======== Input rows

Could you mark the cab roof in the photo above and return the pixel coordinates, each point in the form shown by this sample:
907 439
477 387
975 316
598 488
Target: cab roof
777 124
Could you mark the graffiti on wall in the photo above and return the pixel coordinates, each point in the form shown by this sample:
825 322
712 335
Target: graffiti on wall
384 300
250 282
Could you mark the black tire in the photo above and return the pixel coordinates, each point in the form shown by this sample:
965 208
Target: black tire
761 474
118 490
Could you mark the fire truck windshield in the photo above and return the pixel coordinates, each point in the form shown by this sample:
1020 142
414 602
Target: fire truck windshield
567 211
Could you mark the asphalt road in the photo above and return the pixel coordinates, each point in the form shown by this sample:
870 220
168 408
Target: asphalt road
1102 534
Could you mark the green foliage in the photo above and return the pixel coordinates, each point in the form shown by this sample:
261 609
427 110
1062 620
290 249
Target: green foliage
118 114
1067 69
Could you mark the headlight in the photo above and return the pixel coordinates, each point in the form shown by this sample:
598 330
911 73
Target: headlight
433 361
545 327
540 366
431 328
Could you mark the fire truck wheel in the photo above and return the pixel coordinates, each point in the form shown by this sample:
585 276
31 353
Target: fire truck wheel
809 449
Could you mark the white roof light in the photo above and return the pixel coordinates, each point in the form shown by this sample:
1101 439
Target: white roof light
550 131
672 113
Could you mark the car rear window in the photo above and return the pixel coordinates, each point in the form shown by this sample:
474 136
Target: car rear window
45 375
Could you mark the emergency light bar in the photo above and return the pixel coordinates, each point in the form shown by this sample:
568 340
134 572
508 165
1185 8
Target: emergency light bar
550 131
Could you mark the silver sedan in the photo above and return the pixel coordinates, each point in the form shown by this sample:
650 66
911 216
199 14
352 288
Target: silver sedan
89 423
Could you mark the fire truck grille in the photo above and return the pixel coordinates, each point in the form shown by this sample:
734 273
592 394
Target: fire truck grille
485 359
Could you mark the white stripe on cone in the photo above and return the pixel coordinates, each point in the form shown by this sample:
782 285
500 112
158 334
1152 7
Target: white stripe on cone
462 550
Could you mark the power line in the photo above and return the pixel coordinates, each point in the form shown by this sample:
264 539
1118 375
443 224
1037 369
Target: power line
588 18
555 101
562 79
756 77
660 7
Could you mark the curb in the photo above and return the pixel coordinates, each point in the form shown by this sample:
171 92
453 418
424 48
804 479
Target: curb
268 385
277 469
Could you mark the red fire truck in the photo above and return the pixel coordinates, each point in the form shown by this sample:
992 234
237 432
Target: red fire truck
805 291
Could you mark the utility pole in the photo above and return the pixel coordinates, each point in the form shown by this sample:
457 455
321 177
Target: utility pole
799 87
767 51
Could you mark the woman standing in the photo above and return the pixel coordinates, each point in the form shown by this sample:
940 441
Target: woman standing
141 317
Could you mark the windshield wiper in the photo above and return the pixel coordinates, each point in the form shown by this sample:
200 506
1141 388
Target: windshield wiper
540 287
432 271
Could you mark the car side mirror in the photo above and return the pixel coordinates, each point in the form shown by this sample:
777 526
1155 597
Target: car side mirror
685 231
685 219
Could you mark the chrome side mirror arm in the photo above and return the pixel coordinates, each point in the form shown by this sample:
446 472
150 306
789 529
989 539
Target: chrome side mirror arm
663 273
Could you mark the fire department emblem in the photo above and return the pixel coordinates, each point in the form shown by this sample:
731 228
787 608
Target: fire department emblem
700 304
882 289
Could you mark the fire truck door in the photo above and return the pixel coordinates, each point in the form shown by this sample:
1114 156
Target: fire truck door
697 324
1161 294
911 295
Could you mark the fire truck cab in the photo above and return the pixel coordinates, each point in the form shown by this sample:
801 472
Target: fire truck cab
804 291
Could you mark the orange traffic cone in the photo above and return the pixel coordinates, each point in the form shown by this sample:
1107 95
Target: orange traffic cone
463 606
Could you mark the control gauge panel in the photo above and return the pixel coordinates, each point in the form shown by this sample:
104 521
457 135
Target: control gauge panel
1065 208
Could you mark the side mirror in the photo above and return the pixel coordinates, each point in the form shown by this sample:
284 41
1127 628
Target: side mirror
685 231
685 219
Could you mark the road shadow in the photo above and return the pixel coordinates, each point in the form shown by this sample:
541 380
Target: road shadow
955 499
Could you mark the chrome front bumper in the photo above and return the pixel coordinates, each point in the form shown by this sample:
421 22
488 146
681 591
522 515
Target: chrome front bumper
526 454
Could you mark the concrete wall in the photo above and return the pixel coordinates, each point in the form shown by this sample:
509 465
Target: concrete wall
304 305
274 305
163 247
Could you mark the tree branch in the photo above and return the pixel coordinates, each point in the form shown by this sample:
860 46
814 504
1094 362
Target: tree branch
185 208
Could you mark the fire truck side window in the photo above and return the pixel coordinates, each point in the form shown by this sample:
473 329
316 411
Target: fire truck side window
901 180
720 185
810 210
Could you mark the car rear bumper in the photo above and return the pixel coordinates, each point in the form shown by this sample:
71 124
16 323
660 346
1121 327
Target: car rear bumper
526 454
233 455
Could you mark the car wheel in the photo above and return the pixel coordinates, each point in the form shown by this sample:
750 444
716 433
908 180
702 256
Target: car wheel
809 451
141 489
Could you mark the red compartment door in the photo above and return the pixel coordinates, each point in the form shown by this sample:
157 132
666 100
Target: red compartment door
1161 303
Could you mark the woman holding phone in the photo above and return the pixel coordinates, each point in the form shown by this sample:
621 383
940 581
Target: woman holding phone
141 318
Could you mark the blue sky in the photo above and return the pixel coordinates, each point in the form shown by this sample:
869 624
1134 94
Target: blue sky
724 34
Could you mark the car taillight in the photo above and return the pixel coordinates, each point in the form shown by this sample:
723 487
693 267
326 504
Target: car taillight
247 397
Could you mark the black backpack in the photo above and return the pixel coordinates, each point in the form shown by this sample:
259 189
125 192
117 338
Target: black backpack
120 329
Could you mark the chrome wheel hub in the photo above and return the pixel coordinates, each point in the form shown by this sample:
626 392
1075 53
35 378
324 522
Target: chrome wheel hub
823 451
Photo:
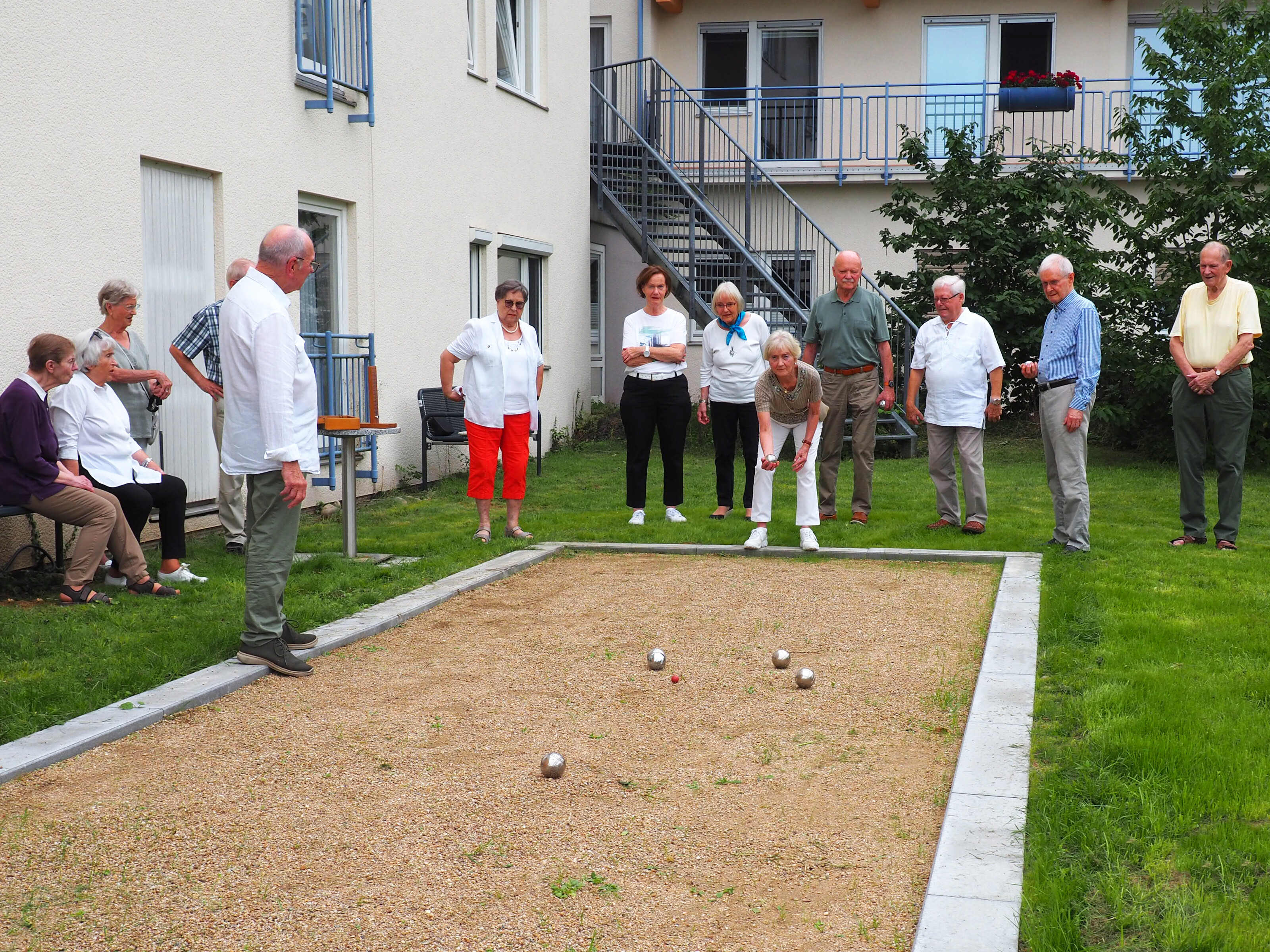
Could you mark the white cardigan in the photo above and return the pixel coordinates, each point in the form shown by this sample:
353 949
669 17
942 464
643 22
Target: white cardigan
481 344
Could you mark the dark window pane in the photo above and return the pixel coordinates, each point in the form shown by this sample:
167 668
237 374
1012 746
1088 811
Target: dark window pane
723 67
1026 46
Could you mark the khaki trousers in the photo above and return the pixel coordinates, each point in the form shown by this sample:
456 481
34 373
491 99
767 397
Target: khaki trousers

================
======== Input rows

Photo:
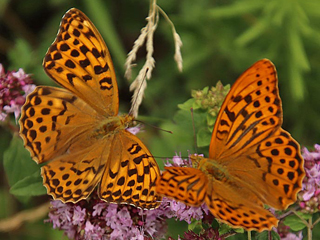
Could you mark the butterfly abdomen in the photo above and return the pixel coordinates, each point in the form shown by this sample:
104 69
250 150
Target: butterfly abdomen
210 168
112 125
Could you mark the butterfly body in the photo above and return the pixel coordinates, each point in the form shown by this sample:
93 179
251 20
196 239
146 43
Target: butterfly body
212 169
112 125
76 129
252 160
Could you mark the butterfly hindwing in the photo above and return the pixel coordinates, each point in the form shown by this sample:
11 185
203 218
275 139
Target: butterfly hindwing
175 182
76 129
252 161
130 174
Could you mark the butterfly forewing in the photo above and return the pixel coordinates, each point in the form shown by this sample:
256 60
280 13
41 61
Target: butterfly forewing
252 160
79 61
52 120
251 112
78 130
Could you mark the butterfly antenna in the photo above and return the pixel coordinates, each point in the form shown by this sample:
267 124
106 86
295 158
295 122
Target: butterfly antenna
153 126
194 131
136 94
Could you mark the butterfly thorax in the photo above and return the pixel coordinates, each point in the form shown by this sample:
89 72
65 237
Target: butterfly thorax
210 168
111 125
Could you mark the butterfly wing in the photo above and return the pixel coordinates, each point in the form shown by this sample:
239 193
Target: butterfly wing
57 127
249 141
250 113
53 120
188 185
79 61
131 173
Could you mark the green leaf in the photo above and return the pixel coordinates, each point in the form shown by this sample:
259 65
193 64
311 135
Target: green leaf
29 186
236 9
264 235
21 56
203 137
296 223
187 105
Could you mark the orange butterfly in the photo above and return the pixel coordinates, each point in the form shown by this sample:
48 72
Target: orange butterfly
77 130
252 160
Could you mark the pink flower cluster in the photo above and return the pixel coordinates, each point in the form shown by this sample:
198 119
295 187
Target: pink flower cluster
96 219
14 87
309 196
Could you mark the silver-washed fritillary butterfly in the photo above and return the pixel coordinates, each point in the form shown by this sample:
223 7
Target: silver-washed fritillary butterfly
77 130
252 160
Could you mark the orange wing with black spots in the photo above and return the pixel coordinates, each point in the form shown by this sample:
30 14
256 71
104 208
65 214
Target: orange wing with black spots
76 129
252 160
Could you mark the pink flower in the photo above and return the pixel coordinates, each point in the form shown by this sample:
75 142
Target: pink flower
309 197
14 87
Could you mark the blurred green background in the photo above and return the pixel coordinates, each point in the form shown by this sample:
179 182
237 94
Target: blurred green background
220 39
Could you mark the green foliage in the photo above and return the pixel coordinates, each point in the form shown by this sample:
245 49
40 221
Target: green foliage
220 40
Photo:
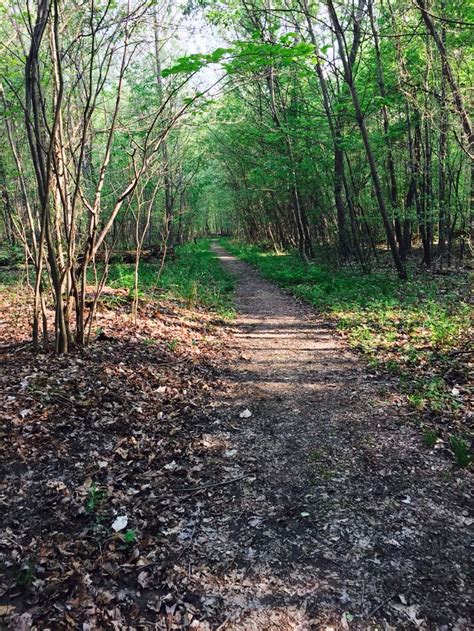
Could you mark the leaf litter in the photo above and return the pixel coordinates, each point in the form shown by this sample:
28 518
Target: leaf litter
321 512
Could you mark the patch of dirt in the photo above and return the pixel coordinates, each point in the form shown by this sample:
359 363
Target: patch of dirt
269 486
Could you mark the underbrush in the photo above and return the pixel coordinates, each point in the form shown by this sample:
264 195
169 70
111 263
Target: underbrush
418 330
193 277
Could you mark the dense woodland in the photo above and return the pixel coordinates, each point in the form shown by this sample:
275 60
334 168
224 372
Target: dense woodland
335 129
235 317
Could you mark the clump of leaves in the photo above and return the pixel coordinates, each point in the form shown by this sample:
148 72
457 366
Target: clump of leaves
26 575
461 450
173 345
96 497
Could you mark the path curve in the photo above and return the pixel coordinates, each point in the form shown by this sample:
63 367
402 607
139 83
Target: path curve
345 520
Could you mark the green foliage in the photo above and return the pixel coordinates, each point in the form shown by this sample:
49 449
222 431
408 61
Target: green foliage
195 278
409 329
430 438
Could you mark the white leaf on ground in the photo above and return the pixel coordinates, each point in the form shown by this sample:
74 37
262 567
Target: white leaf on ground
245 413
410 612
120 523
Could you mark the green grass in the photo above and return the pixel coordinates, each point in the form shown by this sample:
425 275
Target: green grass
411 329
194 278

================

Copy out every line of the records that contains the word "road". Case counts.

Could you mark the asphalt road in the photo above and return the pixel coordinates, each point in the form shown by this sample:
Target: asphalt road
Could you mark the road shadow in the photo above and return the pixel coordinates, each point in the form shown by this sample:
Target: road shadow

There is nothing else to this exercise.